Exercise requirements:
1. According to the breast cancer surgery page, how many years of evidence show that a lumpectomy is at least as effective as a mastectomy?
2. Retype the part of the breast cancer surgery page starting with "- Mastectomy is" and going on through "cure breast cancer.", word for word.
3. Extend the breast cancer surgery page, picking up after its last sentence.

Most women with breast cancer have some type of surgery as part of their treatment. There are different types of breast surgery. Your doctor may recommend an appropriate operation based on the size and stage of your cancer, your other treatment options, and your goals and preferences.
Breast cancer surgery includes different procedures, such as:
- Surgery to remove the entire breast (mastectomy)
- Surgery to remove a portion of the breast tissue (lumpectomy)
- Surgery to remove nearby lymph nodes
- Surgery to reconstruct a breast after mastectomy
Surgery to Remove Breast Cancer
There are two main types of surgery to remove breast cancer:
- Breast Conserving Surgery (also called a lumpectomy, wide local excision) is a surgery in which only the part of the breast containing the cancer is removed. The goal is to remove the cancer as well as some surrounding normal tissue. How much breast is removed depends on where and how big the tumour is, as well as other factors.
- Mastectomy is a surgery in which the entire breast is removed, including all of the breast tissue and sometimes other nearby tissues. There are several different types of mastectomies. Some women may also get a double mastectomy, in which both breasts are removed.
Breast Conserving Surgery for Breast Cancer
For many years, mastectomy or removal of the whole breast was deemed as necessary in order to cure breast cancer.
However, we now have over 40 years of strong supporting evidence that a lumpectomy, i.e. removing the tumour together with a margin of healthy breast tissue, is at least as effective as a mastectomy. Women with early-stage cancers can choose between breast conserving surgery (BCS) and mastectomy.
The advantages of BCS are:
- aims to keep most of the breast tissue
- is less of a change to your body than mastectomy
- has a recovery time of a few weeks
Surgery to Remove Nearby Lymph Nodes
Cancer surgery involves not only the complete removing of the tumour, but also removal of the surrounding lymph nodes. This is because cancer can spread via the lymphatic system to these lymph nodes. The two main types of surgery to remove lymph nodes are:
- Sentinel lymph node biopsy (SLNB) is a procedure in which the surgeon removes only the lymph node(s) under the arm where the cancer would likely spread first. Removing only one or a few lymph nodes lowers the risk of side effects from the surgery, such as arm swelling that is also known as lymphedema.

Dataset extract:
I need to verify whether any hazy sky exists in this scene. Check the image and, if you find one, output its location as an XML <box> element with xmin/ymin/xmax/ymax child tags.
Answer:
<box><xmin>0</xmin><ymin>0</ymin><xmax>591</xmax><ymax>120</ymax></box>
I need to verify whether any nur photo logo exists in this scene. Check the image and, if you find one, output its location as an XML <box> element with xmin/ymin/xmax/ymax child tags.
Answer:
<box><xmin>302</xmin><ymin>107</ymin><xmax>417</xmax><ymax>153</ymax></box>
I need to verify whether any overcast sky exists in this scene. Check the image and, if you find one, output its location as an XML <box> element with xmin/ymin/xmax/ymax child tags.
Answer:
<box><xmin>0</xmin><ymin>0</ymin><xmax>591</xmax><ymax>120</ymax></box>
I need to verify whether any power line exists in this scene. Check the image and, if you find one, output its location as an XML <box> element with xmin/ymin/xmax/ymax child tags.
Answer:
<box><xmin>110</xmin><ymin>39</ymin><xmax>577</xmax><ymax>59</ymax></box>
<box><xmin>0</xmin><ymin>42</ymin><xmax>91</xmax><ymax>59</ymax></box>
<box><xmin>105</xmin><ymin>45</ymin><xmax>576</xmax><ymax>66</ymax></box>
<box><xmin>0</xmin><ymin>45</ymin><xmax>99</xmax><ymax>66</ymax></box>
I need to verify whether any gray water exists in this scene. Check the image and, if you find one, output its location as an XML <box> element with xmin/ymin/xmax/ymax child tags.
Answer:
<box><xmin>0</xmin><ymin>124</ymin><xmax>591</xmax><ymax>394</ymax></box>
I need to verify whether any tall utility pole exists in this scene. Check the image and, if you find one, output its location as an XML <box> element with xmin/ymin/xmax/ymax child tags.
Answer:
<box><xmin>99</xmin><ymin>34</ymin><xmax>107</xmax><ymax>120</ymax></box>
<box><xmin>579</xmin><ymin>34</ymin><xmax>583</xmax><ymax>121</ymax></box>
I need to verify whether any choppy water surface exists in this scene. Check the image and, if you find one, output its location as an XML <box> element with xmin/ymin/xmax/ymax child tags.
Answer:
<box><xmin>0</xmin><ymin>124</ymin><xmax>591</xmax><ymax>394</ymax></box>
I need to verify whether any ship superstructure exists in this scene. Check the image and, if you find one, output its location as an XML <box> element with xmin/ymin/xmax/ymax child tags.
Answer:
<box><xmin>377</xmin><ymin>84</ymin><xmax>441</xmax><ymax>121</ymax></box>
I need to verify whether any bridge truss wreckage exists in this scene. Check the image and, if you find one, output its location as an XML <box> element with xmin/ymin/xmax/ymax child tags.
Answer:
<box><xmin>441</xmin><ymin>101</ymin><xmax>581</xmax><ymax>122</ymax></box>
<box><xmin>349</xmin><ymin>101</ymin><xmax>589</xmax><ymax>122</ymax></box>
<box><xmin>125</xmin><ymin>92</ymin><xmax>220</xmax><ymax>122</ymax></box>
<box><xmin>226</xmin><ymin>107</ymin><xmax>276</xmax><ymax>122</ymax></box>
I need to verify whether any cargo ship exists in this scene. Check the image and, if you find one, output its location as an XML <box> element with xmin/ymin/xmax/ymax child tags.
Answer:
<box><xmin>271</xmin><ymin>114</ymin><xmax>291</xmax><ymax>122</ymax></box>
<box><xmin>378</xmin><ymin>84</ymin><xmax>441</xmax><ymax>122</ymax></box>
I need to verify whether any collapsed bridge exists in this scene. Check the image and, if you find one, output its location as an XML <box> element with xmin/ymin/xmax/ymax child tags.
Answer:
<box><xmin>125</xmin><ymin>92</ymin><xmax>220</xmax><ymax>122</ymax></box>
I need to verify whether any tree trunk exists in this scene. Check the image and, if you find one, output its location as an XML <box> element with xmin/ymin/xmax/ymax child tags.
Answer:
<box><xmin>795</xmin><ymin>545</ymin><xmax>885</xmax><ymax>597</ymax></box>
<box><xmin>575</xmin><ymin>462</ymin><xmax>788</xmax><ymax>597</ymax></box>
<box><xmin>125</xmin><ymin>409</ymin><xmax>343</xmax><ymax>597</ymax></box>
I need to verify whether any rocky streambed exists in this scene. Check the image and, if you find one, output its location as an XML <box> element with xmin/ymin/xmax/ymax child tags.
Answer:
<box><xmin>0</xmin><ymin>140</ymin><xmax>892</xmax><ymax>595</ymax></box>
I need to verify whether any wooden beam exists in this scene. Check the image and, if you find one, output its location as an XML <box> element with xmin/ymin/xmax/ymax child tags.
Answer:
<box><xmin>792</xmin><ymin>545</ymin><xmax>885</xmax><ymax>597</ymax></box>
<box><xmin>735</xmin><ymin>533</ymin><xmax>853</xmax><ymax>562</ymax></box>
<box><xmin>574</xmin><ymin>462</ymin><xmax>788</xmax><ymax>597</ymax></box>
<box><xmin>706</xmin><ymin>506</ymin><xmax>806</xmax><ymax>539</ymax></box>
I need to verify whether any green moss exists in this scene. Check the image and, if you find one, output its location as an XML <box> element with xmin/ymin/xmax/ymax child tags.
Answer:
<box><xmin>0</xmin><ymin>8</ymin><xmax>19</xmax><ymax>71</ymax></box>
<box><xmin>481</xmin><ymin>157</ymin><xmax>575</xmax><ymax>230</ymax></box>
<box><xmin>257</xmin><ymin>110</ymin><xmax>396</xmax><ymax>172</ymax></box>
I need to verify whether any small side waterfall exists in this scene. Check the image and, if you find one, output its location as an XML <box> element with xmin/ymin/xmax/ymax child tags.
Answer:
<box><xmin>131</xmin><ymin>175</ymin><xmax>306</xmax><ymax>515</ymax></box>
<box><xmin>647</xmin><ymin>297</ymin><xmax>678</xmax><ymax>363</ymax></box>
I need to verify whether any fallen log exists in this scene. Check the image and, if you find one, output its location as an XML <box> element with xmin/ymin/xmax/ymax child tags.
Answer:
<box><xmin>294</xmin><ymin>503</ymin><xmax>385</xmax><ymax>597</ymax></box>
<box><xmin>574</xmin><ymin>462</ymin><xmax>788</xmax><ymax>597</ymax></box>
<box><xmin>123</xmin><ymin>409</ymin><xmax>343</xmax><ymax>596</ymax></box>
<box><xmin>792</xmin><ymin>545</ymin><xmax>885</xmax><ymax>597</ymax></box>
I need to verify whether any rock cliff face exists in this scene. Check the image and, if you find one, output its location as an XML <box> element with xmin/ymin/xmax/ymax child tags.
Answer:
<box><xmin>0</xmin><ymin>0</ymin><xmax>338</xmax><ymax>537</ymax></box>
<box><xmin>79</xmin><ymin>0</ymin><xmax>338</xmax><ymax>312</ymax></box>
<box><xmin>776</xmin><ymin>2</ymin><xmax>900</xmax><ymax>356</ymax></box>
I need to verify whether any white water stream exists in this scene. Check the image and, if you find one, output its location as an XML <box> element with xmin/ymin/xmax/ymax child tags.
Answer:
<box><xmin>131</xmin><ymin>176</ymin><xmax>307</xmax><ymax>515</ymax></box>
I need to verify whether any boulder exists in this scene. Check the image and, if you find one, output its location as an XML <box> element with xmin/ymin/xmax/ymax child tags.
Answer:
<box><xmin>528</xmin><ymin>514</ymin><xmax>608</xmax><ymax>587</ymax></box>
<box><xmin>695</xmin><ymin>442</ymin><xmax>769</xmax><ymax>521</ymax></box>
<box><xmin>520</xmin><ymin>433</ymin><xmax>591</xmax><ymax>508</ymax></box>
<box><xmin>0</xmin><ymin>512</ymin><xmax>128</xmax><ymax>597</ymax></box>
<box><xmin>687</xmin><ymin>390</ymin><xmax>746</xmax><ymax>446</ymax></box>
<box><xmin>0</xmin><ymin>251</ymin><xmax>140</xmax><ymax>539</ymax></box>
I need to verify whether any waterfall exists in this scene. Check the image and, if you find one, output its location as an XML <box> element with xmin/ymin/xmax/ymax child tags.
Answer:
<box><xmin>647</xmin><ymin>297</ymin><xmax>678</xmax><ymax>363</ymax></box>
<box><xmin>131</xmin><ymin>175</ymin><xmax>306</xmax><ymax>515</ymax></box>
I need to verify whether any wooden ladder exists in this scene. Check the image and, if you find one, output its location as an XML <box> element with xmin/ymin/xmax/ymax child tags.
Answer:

Answers per task:
1. Over 40 years.

2.
- Mastectomy is a surgery in which the entire breast is removed, including all of the breast tissue and sometimes other nearby tissues. There are several different types of mastectomies. Some women may also get a double mastectomy, in which both breasts are removed.
Breast Conserving Surgery for Breast Cancer
For many years, mastectomy or removal of the whole breast was deemed as necessary in order to cure breast cancer.

3.
- Axillary clearance is a procedure in which the surgeon removes many (usually less than 20) underarm lymph nodes. Axillary clearance is needed because the lymph nodes are found to have cancer cells. Side effects from the surgery include shoulder stiffness, swelling of the arm (lymphoedema), numbness of the inner part of the upper arm.
Surgery to Reconstruct a Breast after Mastectomy
Many women having surgery for breast cancer might have the option of breast reconstruction. A woman having a mastectomy might want to consider having the breast mound rebuilt to restore the breast’s appearance after surgery. In some breast-conserving surgeries, a woman may consider having fat grafted into the affected breast to correct any dimples left from the surgery. The options will depend on each woman’s situation.
There are several types of reconstructive surgery, but your options may depend on your medical situation and personal preferences. You may have a choice between having breast reconstruction at the same time as the breast cancer surgery (immediate reconstruction) or at a later time (delayed reconstruction).
If you are thinking about having reconstructive surgery, it’s a good idea to discuss it with your breast surgeon and a plastic surgeon before your mastectomy or BCS. This gives the surgical team time to plan out the treatment options that might be best for you.